Recast all of the data below as a JSON list of strings, one string per line, leaving out blank lines and the pictures.

* * * * * * * * *

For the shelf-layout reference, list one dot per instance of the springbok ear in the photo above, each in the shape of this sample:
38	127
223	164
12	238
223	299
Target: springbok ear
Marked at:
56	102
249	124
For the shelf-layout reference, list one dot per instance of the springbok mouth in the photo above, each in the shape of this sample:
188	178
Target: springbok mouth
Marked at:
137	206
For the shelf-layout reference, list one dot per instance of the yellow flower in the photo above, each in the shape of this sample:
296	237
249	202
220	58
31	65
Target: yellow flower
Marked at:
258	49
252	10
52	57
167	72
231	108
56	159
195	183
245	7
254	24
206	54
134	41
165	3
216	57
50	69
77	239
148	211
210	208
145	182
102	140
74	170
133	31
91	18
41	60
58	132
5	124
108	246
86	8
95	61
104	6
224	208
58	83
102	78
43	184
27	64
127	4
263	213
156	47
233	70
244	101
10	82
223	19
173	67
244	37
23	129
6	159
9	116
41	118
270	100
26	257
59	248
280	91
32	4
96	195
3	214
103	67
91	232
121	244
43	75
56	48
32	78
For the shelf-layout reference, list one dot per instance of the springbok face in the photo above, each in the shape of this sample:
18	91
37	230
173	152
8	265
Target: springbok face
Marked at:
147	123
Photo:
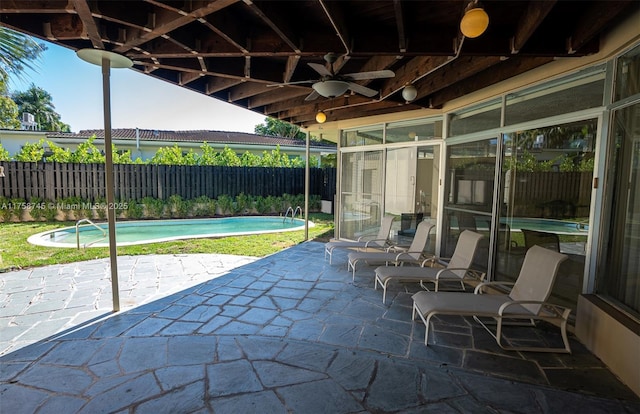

* * * * * * * * *

__Task output__
[
  "For the shelf-layout reference, list one dot per instance of the springbok ear in the photo above, each in the shape of this sample:",
  "38\t127",
  "223\t164",
  "12\t238",
  "223\t299",
  "Target: springbok ear",
  "Marked at:",
  "56\t102",
  "249\t124",
  "For the shelf-layout reference, list one dot per instance of the springbok mouth in the photo above, each in the shape of this sample:",
  "188\t178",
  "Target: springbok mouth",
  "Marked at:",
  "137\t206",
  "For the shelf-layout reference, list one dot per instance of the yellow flower in the photo above, each in the shape of this sample:",
  "296\t237",
  "249\t202",
  "220\t58",
  "31\t65",
  "Target: yellow flower",
  "Marked at:",
  "258\t49",
  "252\t10",
  "52\t57",
  "167\t72",
  "231\t108",
  "56\t159",
  "195\t183",
  "245\t7",
  "254\t24",
  "206\t54",
  "134\t41",
  "165\t3",
  "216\t57",
  "50\t69",
  "77\t239",
  "148\t211",
  "210\t208",
  "145\t182",
  "102\t140",
  "74\t170",
  "133\t31",
  "91\t18",
  "41\t60",
  "58\t132",
  "5\t124",
  "108\t246",
  "86\t8",
  "95\t61",
  "104\t6",
  "224\t208",
  "58\t83",
  "102\t78",
  "43\t184",
  "27\t64",
  "127\t4",
  "263\t213",
  "156\t47",
  "233\t70",
  "244\t101",
  "10\t82",
  "223\t19",
  "173\t67",
  "244\t37",
  "23\t129",
  "6\t159",
  "9\t116",
  "41\t118",
  "270\t100",
  "26\t257",
  "59\t248",
  "280\t91",
  "32\t4",
  "96\t195",
  "3\t214",
  "103\t67",
  "91\t232",
  "121\t244",
  "43\t75",
  "56\t48",
  "32\t78",
  "For the shelf-layout reference, list one dot per instance of the springbok face in the photo above, each in the shape of this sample:",
  "18\t91",
  "37\t230",
  "173\t152",
  "8\t265",
  "Target: springbok face",
  "Marked at:",
  "147\t123",
  "Photo:"
]